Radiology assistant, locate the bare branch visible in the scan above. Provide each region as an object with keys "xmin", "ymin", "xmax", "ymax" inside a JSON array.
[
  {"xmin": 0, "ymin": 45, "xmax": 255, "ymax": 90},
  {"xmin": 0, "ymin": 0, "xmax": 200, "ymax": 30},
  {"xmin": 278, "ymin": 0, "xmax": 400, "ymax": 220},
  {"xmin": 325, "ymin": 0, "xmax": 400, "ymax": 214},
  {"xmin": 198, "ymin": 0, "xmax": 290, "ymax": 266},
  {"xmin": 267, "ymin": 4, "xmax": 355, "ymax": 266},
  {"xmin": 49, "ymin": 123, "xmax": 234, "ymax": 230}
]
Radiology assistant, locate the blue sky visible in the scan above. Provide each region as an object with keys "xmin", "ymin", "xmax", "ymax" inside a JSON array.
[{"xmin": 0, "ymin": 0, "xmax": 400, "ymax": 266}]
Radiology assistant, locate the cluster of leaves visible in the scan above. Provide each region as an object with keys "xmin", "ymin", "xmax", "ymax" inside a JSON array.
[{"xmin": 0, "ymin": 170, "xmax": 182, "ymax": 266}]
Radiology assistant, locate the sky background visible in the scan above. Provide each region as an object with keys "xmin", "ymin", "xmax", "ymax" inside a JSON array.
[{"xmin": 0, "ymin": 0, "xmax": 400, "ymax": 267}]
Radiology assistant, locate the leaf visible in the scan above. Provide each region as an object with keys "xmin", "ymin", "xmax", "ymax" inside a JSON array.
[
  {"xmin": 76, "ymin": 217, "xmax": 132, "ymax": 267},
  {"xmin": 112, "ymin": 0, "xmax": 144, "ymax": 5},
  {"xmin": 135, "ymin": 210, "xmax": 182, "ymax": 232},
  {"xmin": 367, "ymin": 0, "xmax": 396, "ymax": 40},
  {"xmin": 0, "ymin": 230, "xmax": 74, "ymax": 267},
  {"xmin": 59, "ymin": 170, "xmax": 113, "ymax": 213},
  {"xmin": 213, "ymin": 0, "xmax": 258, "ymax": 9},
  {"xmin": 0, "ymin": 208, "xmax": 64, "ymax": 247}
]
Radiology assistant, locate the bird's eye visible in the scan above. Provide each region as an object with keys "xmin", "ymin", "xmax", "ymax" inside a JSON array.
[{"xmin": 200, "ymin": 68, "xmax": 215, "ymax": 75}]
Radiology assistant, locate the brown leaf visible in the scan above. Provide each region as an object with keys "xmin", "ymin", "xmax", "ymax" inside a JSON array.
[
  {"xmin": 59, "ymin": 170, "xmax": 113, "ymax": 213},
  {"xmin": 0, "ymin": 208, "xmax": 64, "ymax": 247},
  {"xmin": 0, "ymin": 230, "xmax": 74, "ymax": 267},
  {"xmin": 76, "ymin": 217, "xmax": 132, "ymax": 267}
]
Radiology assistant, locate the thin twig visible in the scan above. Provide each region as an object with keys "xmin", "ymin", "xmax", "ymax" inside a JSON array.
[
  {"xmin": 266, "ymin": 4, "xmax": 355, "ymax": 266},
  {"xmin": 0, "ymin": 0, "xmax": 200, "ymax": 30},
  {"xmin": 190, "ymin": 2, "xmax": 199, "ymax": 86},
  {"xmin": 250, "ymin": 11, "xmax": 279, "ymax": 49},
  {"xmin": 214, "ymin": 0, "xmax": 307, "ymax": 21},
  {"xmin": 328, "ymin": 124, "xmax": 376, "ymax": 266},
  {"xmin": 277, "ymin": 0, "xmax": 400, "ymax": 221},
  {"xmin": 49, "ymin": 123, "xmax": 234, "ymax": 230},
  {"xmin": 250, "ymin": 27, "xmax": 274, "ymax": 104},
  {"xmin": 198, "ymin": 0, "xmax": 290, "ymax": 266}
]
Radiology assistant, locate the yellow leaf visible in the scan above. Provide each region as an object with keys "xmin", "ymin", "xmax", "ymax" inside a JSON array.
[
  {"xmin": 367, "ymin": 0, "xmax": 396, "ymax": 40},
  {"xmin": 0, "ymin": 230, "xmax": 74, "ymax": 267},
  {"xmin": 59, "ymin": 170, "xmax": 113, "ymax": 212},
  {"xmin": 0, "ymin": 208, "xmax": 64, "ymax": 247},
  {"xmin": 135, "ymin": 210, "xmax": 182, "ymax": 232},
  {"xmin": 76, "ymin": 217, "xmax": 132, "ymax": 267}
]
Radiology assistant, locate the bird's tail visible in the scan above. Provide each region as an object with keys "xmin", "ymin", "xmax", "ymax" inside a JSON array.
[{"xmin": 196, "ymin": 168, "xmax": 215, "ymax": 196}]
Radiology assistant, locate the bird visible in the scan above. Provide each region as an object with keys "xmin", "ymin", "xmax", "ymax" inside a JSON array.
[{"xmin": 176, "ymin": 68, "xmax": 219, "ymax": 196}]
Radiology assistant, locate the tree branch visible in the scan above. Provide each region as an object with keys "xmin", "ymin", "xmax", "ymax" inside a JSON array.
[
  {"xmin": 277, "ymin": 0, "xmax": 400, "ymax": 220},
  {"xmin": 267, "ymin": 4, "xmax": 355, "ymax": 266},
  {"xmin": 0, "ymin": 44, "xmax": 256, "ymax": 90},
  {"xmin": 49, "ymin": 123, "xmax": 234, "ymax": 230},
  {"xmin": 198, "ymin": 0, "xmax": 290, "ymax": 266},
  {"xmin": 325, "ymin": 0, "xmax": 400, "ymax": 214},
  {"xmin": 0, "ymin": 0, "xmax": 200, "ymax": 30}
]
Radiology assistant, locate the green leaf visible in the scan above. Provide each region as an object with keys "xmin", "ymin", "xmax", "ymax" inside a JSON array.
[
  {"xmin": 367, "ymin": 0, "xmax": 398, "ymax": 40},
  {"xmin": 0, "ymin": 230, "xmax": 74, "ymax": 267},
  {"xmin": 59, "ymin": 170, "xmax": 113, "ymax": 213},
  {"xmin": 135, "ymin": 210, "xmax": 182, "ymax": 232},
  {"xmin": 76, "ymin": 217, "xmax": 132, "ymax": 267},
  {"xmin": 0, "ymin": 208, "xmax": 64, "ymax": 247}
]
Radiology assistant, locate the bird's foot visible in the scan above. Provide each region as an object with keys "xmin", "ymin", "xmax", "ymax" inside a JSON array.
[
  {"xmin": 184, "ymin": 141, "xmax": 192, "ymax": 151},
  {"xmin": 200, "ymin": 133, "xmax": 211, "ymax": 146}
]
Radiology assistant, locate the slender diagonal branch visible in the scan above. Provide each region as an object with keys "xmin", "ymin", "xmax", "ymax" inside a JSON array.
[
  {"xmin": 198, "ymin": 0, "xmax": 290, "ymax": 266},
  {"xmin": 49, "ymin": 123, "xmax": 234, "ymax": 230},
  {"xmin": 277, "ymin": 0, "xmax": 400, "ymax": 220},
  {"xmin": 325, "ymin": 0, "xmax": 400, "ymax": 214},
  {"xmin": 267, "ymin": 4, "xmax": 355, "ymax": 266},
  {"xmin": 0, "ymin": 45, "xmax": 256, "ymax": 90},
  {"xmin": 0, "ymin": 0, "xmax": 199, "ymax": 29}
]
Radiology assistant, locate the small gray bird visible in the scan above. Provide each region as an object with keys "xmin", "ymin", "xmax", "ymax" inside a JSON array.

========

(Written request):
Extract every line in the rows above that contains the word "bird", and copy each one unchanged.

(Response):
Radiology assistant, locate the bird's eye visible in the scan above. Provide each region as an object with keys "xmin", "ymin", "xmax", "ymax" inside a JSON array.
Radiology assistant, locate the bird's tail visible in the scan above. Provide each region as an object with keys "xmin", "ymin", "xmax", "ymax" inside a JSON array.
Radiology assistant, locate the bird visible in the scan above. Provide each region as an object with keys "xmin", "ymin", "xmax", "ymax" inside a JSON array.
Radiology assistant, locate the bird's foot visible in the scan above. Provide each region as an object with keys "xmin", "ymin", "xmax", "ymax" inside a JSON array.
Radiology assistant, locate the small gray bird visible in the scan above. Provide each region as an object with keys "xmin", "ymin", "xmax", "ymax" inside a JSON array.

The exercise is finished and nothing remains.